▶ **EXERCISE DESCRIPTION**: Gather every line from the items below that contains the string "roof", and copy each one unchanged. Case counts.

▶ **STORED ROWS**:
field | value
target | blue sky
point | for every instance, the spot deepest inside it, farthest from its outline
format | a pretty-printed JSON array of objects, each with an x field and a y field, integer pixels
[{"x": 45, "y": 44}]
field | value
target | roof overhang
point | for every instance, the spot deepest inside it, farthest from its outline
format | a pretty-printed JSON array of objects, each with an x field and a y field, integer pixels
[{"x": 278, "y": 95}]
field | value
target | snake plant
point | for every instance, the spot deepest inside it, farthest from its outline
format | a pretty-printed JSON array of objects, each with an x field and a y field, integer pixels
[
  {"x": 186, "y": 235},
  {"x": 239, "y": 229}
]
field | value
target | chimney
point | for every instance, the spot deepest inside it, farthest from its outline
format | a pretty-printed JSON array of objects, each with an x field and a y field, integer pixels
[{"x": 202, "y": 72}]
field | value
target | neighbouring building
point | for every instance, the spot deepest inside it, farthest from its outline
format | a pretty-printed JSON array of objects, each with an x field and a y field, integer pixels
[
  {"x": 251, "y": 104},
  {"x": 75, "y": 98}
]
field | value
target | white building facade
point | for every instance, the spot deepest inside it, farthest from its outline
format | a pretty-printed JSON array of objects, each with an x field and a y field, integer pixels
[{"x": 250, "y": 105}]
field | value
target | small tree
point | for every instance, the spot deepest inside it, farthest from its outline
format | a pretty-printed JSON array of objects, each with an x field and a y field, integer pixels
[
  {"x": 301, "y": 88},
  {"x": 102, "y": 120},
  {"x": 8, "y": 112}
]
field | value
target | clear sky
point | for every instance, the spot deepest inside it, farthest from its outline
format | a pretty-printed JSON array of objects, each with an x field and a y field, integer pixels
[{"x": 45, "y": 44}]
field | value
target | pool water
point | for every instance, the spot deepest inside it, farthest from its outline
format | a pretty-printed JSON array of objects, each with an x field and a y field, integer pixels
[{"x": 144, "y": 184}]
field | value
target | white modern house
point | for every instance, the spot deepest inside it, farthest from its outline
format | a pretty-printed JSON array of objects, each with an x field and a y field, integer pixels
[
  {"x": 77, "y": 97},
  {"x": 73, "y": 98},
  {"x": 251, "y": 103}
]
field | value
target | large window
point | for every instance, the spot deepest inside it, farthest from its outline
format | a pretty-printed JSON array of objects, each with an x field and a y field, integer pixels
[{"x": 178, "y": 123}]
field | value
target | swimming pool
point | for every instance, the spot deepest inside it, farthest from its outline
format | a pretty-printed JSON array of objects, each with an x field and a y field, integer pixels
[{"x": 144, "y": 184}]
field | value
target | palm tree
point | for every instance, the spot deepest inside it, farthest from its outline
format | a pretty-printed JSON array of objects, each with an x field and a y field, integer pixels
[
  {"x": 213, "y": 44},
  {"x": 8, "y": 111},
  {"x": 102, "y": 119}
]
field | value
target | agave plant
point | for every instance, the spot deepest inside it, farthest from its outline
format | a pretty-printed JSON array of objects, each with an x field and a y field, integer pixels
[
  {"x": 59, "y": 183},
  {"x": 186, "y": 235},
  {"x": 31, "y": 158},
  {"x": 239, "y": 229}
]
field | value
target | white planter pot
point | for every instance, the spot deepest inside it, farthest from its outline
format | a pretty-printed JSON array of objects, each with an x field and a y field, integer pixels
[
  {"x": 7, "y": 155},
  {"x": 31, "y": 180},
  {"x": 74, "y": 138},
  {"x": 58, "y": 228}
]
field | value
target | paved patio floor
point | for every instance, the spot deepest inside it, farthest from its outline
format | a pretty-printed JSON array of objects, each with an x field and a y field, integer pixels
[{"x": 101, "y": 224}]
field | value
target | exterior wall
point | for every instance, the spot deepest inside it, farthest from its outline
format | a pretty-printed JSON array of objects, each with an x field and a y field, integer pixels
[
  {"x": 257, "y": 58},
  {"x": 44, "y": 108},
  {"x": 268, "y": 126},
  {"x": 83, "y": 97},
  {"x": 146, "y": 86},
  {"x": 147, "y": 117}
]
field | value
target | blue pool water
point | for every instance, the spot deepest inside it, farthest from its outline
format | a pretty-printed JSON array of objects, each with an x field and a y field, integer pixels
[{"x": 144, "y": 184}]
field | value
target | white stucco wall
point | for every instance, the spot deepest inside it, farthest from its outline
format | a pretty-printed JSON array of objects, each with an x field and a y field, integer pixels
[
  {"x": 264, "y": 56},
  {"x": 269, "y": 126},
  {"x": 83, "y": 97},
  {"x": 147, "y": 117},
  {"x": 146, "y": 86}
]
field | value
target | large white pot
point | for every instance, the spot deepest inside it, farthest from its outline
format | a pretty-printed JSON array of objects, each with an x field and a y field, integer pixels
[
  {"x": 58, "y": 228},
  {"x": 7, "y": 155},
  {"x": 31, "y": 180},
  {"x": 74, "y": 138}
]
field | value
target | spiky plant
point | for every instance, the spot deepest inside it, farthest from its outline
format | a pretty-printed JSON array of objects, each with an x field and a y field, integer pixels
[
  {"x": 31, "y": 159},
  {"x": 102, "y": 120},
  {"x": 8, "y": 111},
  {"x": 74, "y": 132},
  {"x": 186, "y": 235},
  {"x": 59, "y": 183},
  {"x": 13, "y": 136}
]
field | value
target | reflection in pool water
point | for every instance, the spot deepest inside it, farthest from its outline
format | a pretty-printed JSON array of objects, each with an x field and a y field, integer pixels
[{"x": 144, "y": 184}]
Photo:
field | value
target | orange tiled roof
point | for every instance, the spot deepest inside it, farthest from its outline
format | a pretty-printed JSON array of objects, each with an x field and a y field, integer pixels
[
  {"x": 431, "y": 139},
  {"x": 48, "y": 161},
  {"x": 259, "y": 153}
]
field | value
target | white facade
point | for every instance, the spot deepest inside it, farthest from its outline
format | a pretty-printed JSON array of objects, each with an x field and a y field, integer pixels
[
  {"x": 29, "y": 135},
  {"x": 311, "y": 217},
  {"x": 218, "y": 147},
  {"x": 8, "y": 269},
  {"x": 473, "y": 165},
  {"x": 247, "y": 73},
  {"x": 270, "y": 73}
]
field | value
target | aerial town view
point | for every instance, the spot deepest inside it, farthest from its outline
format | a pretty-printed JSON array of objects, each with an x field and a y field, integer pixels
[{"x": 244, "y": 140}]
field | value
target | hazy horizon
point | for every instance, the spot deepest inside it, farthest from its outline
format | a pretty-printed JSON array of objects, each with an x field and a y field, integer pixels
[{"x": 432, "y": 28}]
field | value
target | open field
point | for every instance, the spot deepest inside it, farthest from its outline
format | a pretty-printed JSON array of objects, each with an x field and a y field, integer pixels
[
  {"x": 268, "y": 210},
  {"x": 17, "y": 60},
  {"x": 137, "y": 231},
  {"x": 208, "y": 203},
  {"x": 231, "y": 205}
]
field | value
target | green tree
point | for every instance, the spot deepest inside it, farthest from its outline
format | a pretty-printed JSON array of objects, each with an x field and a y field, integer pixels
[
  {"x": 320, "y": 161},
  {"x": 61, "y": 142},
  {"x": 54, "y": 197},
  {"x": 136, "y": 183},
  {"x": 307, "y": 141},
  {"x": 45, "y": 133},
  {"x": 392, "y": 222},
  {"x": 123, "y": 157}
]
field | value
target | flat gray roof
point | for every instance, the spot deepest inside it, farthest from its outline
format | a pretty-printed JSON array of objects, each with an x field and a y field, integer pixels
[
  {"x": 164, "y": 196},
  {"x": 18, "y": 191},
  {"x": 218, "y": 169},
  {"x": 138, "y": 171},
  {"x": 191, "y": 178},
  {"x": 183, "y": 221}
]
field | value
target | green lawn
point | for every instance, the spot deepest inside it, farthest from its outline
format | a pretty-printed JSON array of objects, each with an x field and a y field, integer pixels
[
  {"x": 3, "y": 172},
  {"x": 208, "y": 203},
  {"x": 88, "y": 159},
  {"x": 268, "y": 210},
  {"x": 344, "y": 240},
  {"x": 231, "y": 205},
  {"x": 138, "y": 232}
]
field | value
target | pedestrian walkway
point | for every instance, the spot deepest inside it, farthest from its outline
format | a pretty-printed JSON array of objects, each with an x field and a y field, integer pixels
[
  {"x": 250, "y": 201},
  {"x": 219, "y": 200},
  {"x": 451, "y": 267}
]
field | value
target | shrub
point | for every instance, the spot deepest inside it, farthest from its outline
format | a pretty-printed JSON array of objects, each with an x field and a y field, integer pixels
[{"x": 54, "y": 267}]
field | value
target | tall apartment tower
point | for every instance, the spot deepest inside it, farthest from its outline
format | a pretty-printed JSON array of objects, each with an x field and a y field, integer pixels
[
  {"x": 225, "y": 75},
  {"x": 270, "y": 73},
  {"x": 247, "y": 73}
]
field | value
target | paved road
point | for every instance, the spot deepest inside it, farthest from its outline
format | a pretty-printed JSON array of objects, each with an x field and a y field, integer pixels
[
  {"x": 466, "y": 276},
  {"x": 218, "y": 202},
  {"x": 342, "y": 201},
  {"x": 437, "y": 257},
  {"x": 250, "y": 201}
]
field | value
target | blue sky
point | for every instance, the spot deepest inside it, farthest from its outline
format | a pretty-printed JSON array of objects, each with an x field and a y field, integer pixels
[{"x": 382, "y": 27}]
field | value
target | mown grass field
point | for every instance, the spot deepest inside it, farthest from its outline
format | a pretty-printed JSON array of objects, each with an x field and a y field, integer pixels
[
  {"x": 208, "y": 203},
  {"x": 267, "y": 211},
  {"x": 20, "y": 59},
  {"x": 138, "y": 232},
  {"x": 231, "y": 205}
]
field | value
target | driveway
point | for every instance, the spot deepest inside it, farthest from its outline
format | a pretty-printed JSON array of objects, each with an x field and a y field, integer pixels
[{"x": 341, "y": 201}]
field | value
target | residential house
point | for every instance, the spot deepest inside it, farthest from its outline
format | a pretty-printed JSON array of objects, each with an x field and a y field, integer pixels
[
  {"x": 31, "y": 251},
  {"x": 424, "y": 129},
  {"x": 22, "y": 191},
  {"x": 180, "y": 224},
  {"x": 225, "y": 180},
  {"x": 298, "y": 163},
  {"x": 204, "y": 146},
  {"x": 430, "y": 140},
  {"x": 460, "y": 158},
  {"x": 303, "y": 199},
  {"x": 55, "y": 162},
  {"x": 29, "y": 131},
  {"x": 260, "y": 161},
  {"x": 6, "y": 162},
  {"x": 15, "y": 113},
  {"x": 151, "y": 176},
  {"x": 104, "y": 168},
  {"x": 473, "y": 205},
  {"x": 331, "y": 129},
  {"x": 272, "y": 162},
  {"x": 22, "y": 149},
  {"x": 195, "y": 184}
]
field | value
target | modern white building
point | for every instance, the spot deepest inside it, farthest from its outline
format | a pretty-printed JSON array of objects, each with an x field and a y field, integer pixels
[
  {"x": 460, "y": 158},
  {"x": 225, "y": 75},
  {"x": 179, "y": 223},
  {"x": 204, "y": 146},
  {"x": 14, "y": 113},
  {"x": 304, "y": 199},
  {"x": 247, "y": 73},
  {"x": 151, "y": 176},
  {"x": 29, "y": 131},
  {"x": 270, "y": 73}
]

▶ **OUTPUT FOR THIS TASK**:
target | roof overhang
target | orange tiled roof
target | flat gray roof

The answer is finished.